* _SET EXERCISE_:
Arrange the material starting at the line containing "Draw the outline of every instance of the white" and ending at the line containing "[[[211,583],[211,592],[214,598],[221,598],[221,588],[217,582]]]" as a two-column CSV with the headers label_text and outline. Give one row for each text with its outline, put each value in a single quoted field with line breaks turned into spaces, and leave the pictures out.

Source records
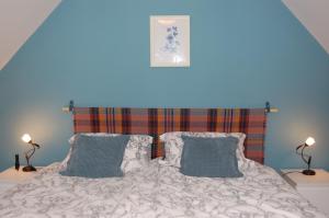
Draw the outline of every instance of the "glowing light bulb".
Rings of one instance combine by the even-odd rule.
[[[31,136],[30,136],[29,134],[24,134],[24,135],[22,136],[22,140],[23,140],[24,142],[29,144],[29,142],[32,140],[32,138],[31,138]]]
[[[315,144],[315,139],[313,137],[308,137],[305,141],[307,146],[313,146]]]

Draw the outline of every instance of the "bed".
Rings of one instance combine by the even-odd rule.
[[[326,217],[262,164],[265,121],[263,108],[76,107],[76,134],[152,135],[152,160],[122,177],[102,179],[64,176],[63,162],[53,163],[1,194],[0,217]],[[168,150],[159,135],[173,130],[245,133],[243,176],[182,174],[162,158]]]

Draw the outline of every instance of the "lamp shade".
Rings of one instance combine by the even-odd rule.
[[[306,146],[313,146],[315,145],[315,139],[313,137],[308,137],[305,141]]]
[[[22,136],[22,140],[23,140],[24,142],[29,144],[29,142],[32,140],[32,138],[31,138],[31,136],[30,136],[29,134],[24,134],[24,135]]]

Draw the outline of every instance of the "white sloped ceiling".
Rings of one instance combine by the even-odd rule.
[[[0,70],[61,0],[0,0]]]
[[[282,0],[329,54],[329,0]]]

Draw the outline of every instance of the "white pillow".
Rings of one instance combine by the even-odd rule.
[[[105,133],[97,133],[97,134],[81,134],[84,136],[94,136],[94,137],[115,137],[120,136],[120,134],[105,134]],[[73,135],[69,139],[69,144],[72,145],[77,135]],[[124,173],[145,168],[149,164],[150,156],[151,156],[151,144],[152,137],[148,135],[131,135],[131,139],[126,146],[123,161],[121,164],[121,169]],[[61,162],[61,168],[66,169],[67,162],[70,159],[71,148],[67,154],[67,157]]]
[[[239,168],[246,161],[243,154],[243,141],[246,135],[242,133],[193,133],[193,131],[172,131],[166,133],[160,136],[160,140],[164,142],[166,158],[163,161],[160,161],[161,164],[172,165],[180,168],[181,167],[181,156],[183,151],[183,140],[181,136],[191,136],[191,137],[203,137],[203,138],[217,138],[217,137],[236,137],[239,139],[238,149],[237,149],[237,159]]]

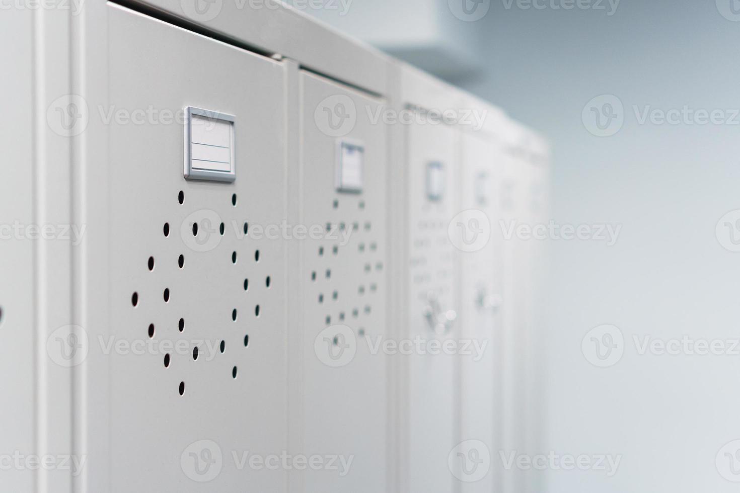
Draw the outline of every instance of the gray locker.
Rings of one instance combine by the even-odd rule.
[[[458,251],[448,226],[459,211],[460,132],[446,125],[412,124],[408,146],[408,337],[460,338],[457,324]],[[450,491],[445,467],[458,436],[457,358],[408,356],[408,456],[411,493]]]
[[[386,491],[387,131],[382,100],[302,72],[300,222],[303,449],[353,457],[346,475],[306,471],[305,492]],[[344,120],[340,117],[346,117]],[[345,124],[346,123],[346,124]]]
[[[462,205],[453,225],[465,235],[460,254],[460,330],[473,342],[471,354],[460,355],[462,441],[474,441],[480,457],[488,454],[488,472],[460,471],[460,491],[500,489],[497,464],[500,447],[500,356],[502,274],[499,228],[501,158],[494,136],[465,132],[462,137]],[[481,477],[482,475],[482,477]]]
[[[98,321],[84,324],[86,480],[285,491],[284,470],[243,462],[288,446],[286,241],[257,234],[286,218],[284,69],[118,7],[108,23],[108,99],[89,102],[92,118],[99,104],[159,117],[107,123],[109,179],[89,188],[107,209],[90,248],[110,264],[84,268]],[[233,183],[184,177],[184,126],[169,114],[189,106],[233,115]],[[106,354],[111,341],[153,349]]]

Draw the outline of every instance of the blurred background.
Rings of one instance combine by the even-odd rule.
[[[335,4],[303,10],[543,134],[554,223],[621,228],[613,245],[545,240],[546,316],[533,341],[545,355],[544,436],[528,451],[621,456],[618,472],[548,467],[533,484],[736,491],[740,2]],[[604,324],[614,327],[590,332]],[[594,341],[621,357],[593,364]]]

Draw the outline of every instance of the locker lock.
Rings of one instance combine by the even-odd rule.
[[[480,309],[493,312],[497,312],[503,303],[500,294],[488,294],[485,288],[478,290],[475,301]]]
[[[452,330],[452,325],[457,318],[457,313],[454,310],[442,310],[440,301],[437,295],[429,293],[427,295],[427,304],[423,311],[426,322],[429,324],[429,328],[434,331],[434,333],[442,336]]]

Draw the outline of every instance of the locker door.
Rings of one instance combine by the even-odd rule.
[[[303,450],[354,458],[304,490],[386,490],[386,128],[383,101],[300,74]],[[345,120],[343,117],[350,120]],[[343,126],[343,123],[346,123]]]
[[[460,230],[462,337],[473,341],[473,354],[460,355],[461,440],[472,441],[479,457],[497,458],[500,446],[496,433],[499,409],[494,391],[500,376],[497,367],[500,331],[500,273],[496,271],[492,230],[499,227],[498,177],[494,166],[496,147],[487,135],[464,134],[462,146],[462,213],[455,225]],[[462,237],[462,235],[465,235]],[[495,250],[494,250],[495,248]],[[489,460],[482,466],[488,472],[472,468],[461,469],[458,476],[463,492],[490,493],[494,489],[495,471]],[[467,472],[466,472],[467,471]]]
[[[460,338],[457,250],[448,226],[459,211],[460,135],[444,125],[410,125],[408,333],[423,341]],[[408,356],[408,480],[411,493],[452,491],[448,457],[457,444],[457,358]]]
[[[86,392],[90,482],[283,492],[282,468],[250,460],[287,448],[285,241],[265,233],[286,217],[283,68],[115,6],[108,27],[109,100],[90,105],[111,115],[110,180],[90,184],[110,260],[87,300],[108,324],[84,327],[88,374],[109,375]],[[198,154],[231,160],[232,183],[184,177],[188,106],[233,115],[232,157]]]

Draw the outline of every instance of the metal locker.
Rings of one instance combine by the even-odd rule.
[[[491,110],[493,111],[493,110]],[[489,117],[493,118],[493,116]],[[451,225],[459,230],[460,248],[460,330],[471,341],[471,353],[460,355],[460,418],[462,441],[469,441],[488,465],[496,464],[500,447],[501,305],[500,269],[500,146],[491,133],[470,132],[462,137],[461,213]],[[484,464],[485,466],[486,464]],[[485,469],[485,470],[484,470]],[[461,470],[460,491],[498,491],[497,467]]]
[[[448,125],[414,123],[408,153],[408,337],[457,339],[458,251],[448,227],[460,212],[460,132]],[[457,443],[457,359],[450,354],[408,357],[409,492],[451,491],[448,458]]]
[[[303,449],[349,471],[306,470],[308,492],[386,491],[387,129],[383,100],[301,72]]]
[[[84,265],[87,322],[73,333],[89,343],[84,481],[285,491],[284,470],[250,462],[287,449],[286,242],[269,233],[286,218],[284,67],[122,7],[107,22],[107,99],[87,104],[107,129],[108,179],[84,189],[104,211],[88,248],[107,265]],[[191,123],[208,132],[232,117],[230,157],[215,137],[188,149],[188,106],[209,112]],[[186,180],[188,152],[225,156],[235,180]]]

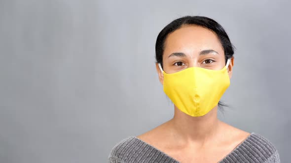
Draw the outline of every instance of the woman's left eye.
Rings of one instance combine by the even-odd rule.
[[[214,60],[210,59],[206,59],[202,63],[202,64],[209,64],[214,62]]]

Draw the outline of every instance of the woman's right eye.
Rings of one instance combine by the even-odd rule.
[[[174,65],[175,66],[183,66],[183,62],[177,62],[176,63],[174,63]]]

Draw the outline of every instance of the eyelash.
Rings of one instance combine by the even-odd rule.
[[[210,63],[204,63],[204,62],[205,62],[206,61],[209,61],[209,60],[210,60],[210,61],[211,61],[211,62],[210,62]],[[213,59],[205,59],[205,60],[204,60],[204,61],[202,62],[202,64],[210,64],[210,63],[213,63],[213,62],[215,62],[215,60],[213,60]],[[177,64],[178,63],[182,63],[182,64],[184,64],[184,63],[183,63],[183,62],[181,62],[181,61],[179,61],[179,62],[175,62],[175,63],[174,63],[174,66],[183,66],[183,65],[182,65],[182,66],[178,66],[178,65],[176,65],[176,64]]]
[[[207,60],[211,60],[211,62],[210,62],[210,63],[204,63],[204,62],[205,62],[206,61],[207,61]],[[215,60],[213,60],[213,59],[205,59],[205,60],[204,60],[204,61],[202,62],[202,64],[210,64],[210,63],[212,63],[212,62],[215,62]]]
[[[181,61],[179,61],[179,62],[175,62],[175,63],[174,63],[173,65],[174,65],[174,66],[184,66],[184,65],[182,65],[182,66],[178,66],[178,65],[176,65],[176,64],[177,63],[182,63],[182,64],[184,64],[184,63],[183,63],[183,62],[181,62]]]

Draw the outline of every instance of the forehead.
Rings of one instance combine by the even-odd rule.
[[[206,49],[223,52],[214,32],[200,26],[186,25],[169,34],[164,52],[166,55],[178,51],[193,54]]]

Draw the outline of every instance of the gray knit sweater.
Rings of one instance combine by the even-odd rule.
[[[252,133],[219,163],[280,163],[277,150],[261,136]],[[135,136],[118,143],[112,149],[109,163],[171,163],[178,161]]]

==

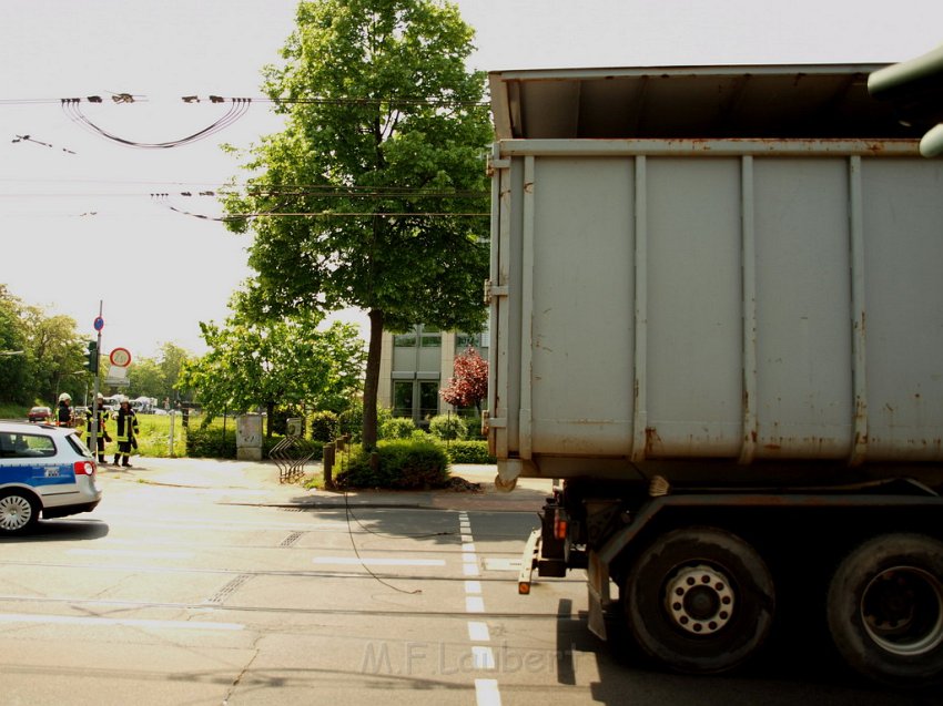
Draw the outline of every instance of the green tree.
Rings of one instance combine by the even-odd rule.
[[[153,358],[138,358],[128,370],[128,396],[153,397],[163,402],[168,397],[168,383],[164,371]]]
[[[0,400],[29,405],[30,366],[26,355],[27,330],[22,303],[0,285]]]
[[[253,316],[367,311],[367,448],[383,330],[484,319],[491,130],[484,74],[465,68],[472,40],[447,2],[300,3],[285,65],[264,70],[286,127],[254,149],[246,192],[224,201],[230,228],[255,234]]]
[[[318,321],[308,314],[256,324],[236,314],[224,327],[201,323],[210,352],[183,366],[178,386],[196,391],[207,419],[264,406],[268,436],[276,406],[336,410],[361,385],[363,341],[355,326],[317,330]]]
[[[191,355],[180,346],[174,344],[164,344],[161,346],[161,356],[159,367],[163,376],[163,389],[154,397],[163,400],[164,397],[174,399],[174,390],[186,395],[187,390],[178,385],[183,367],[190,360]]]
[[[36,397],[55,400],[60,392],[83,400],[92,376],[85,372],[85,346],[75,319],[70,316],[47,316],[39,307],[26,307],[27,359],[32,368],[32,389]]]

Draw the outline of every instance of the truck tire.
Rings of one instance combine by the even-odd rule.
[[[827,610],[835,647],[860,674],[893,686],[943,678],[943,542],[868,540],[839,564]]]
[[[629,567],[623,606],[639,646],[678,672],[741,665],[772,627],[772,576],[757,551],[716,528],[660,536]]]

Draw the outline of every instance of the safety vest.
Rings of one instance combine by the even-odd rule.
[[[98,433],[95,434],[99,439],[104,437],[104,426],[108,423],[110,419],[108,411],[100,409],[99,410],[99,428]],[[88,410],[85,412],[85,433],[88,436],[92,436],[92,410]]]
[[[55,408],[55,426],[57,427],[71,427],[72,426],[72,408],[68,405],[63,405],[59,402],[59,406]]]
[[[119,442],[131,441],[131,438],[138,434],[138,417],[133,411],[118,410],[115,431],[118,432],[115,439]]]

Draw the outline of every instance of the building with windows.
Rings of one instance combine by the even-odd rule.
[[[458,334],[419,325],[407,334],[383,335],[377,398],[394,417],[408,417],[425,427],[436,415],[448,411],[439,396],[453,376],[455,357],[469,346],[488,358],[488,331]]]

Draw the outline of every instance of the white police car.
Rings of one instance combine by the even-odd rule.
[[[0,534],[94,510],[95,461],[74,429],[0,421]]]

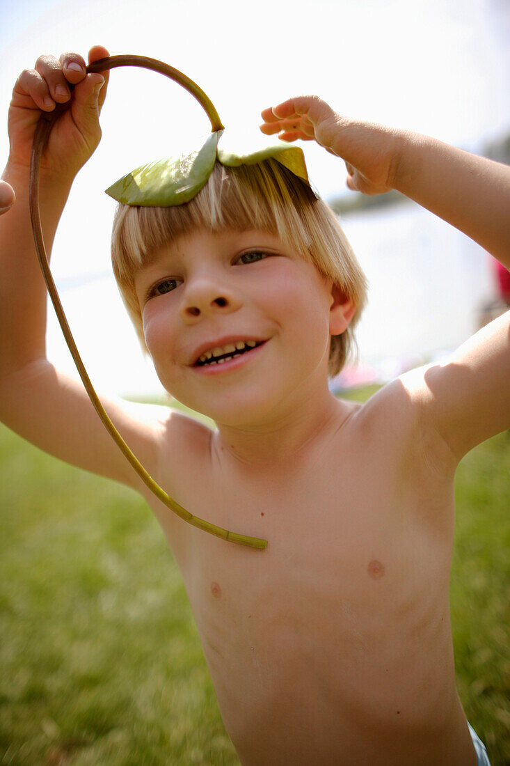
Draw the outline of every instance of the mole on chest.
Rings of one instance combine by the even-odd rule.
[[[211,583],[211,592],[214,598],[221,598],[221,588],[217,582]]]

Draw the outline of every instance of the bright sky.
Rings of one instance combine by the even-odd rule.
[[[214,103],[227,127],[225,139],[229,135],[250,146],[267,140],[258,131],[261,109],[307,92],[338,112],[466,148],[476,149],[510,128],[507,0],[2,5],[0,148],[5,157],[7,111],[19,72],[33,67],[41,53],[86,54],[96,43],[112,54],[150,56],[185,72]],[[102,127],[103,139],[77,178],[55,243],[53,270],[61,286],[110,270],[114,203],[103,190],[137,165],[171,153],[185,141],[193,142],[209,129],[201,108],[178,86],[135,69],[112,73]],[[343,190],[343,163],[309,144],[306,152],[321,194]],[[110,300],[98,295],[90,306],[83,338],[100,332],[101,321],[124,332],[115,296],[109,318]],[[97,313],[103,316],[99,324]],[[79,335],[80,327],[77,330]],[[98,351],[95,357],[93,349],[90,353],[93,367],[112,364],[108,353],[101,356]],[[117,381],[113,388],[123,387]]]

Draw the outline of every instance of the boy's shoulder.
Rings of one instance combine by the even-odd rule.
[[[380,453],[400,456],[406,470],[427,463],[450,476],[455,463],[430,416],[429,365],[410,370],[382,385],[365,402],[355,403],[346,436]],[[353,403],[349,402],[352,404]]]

* _SOLUTION_:
label_text,outline
"Draw the outline of every instance of the white police car. Rings of one instance combine by the even-odd rule.","[[[0,534],[94,510],[95,461],[74,429],[0,421]]]"
"Draw the outline of every instance of the mole on chest. Rings of one instance combine by the even-odd rule.","[[[211,583],[211,592],[214,598],[221,598],[221,588],[217,582]]]"